## INSTRUCTIONS TO FOLLOW
Without the pictures, output all of the data exactly.

Image point grounding data
Start of Block
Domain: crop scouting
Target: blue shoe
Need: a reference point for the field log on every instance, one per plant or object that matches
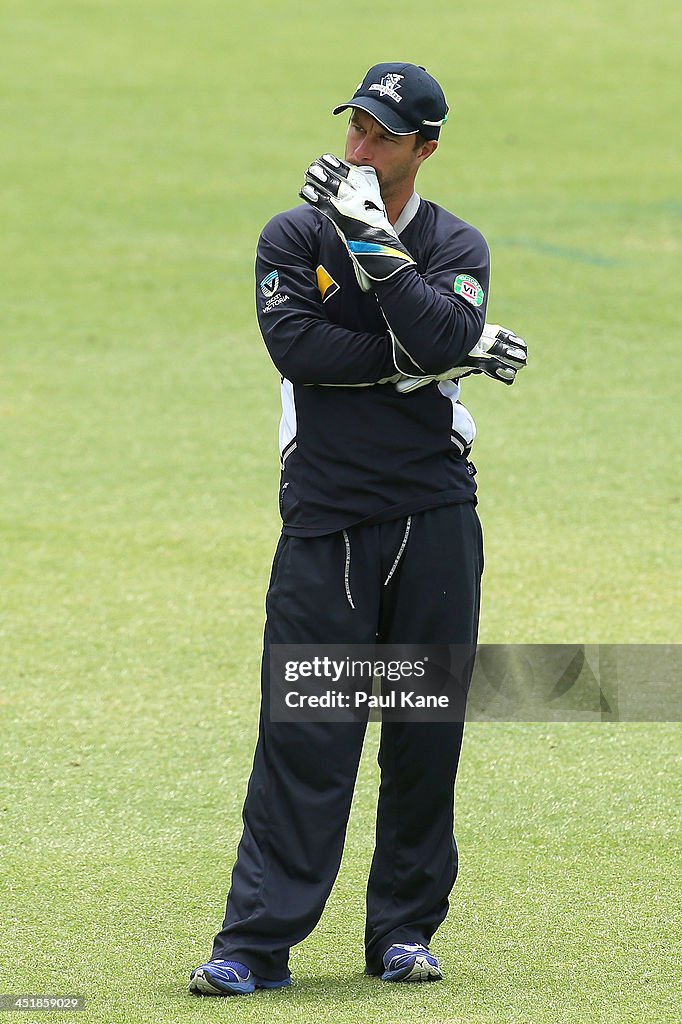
(411, 962)
(228, 978)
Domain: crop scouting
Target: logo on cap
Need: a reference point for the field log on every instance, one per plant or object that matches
(388, 86)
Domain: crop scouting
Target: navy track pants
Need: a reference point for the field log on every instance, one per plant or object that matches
(351, 587)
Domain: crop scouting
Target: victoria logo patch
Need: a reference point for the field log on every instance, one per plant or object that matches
(388, 86)
(469, 289)
(269, 284)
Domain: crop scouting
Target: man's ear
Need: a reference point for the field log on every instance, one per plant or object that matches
(429, 146)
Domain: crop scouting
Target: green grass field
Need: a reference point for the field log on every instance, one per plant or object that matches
(144, 144)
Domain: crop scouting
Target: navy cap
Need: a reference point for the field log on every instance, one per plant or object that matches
(405, 98)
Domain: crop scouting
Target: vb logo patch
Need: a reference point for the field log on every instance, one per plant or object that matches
(269, 284)
(469, 289)
(328, 287)
(388, 86)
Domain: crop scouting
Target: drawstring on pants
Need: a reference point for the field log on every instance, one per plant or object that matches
(346, 571)
(399, 554)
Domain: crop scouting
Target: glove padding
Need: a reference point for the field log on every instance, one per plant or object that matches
(499, 353)
(350, 199)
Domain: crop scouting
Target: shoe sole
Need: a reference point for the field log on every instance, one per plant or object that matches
(203, 983)
(421, 970)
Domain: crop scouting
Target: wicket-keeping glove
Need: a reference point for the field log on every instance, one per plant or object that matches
(499, 352)
(350, 198)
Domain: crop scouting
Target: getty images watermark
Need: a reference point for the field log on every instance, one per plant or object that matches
(492, 682)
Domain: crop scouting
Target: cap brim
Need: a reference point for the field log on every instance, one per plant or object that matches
(389, 119)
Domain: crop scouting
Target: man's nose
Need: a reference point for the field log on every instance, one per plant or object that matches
(363, 153)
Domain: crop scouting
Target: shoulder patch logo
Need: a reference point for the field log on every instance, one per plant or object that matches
(328, 287)
(469, 289)
(270, 284)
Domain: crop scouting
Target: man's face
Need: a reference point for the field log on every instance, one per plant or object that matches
(394, 158)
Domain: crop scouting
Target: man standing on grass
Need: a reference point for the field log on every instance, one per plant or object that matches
(372, 303)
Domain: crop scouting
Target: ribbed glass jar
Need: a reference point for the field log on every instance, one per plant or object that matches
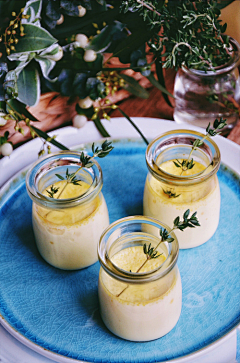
(67, 230)
(169, 192)
(140, 299)
(203, 96)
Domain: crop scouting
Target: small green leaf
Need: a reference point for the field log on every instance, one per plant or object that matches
(28, 84)
(35, 39)
(60, 176)
(19, 107)
(100, 127)
(134, 87)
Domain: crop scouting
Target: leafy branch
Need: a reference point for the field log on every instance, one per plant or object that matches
(187, 222)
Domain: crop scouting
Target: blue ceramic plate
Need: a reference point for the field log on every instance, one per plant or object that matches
(58, 310)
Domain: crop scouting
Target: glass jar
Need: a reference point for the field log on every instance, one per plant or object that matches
(169, 192)
(67, 230)
(203, 96)
(139, 300)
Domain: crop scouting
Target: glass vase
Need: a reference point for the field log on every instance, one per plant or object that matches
(169, 192)
(203, 96)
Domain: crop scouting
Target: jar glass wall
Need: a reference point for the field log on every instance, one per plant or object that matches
(67, 224)
(140, 299)
(203, 96)
(169, 191)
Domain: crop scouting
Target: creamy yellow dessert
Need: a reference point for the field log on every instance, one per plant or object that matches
(140, 312)
(67, 238)
(166, 202)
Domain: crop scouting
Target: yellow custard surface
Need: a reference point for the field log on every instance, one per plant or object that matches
(73, 215)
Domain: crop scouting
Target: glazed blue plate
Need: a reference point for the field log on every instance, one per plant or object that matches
(59, 311)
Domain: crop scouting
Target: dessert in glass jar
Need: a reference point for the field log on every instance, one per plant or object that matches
(68, 218)
(140, 297)
(170, 190)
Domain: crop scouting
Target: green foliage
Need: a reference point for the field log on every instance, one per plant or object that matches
(35, 39)
(191, 32)
(28, 84)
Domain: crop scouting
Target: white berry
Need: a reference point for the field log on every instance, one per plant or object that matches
(60, 20)
(57, 56)
(85, 103)
(79, 121)
(82, 40)
(90, 55)
(6, 149)
(2, 119)
(81, 10)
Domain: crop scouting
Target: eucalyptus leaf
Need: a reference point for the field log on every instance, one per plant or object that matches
(33, 9)
(103, 40)
(28, 84)
(100, 127)
(20, 107)
(35, 39)
(46, 66)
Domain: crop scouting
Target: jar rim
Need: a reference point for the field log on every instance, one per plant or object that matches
(162, 175)
(132, 277)
(32, 178)
(219, 70)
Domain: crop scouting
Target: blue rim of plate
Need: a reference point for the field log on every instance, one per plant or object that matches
(229, 182)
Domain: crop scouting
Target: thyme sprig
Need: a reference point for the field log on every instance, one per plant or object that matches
(86, 162)
(53, 190)
(150, 252)
(188, 163)
(170, 193)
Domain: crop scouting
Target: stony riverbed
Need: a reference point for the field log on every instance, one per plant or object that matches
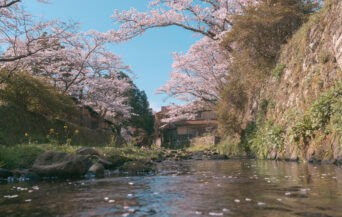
End of Block
## RESULT FOR THIS TASK
Domain: crop scouting
Target: blue shoe
Need: a reference point for the field log on every instance, one per plant or object that matches
(411, 962)
(228, 978)
Domain: crop scouting
Target: logo on cap
Need: a reference point for the field log on every instance, one per plant or object that matches
(388, 86)
Domain: crop scouting
Target: navy track pants
Need: a reference point for the field log on every instance, one per plant or object that matches
(351, 587)
Domain: crop scouting
Target: victoria logo patch
Need: a reference point for the field log on every instance, one per plant or object that matches
(388, 86)
(469, 289)
(269, 284)
Domain: crop scouting
Target: man's ear
Need: a reference point for the field log on every instance, one per plant or object that matches
(429, 146)
Domain: crop scouting
Target: green grass field
Need: a reference point for the field log on every instance, one per plant or object that matches
(144, 144)
Domain: crop scouting
Target: navy cap
Need: a reference point for the field log on every instance, one per plant or object that matches
(405, 98)
Domain: crop scouting
Target: vb logo patch
Need: a reference point for the field log on every instance, one per plant or object that matches
(269, 284)
(469, 289)
(328, 287)
(388, 86)
Domain: crop scouting
Target: drawstring on pants
Need: a reference point for the field log on every instance, one per plant or object that matches
(346, 571)
(399, 554)
Domain: crop scouting
Target: glove padding
Need: a reference point for the field log on every instance, one per plant or object that matches
(499, 353)
(350, 199)
Domain: crop scouting
Target: shoe sole
Need: a reference point for the field log on every instance, one per plant or object that matches
(203, 983)
(421, 970)
Domain: crop scouting
Target: wicket-keeping glove
Need: a reference point for the field log on every instance, one per plant or object that matches
(499, 352)
(350, 198)
Domain: crop scouting
Target: getty images watermark
Need: a reference point for the field log on every instance, one per plant or object that matches
(492, 682)
Domain: crop scouting
Target: cap brim
Need: a reference point for the field log on every instance, one per plant or object that matches
(389, 119)
Domain: crop scouting
Target: man's nose
Need: a reference point for the field log on every instance, one per plant or object that matches
(363, 153)
Domain: crop scouting
Target: shoulder patch logo
Need: a reference point for the field log on every instance, one per plant or object that matches
(328, 287)
(469, 289)
(270, 284)
Domain: crop scouting
Target: man's face
Need: a reference point for the field log on every instance, one per plant or object that matches
(394, 158)
Domain: crop scouting
Target: man standing on grass
Need: a reference point for the field log on every instance, one per plant or object that matches
(372, 303)
Domain: crop scouting
Target: ribbed glass jar
Need: a reference point for the field log on every instance, one per plant or object that matches
(67, 230)
(169, 192)
(140, 299)
(203, 96)
Domain: crop scouting
Target: small green leaf
Need: a reference point for the field log on every instance, one per plant or object that matches
(28, 84)
(35, 39)
(60, 176)
(19, 107)
(100, 127)
(134, 87)
Domain: crop scouting
Target: leafy branch
Need: a reference point for the field log on every instance, one per plant or object that matches
(187, 222)
Domain: crop scouting
Target: blue ceramic plate
Need: a reference point for the field log on every instance, one per plant or object that matches
(58, 310)
Domain: crop scouting
Target: glass jar
Need: a reference point for the field log on every instance, one per plant or object that matches
(169, 192)
(67, 230)
(203, 96)
(139, 300)
Domain: crop scouting
Target: glass vase
Need: a reference point for the field log on every instance, one per plant or object that matches
(169, 192)
(203, 96)
Domain: crop scouting
Target: jar glass wall
Need: a reference point for the field log on every instance, one per plant or object that matches
(67, 224)
(140, 299)
(203, 96)
(169, 191)
Domain: crop scouting
Target: creamy yellow dessert
Need: a reference point for the field log on every instance, one per plant or object that matches
(140, 312)
(67, 238)
(166, 202)
Domain: crop scouting
Target: yellow custard surface
Need: a reference point for the field log on every instance, one per plant or object that matches
(73, 215)
Domain: crop scouting
Target: glazed blue plate
Need: a reference point for the field log on every instance, one per plant or object that matches
(59, 311)
Domain: crop scouting
Target: dessert in glass jar
Need: a reference point for the field log on every instance, one per plant or object that matches
(68, 218)
(140, 297)
(170, 190)
Domain: crop scouting
Target: green foliage
Need: a reference point for the field log on every instance, one per plant or object that matches
(35, 39)
(191, 32)
(28, 84)
Domain: crop scouting
Target: white berry
Need: a reference point for the field log on every instance, one per plant or object that matches
(60, 20)
(57, 56)
(85, 103)
(79, 121)
(82, 40)
(90, 55)
(6, 149)
(2, 119)
(81, 10)
Domain: crop scouting
Target: eucalyptus leaf
Need: a reference point for the field log on every instance, one per plant or object that matches
(33, 9)
(103, 40)
(28, 84)
(100, 127)
(20, 107)
(35, 39)
(46, 66)
Domain: crop scouting
Target: jar rim
Need: a reference point for the field log on every instance, one per plant or object that matches
(162, 175)
(132, 277)
(32, 178)
(219, 70)
Domain: crop scouting
Target: blue rim of plate
Need: a reference point for the field log on every instance, one per plant or object that matches
(229, 182)
Domain: crop scouting
Target: thyme sprig
Need: a reference point for the field log on every instance, one per plant or object that matches
(86, 162)
(53, 190)
(150, 252)
(188, 163)
(170, 193)
Domain: crop scouting
Target: stony riverbed
Need: a reference point for the field log on every instance, one per plant or object that matches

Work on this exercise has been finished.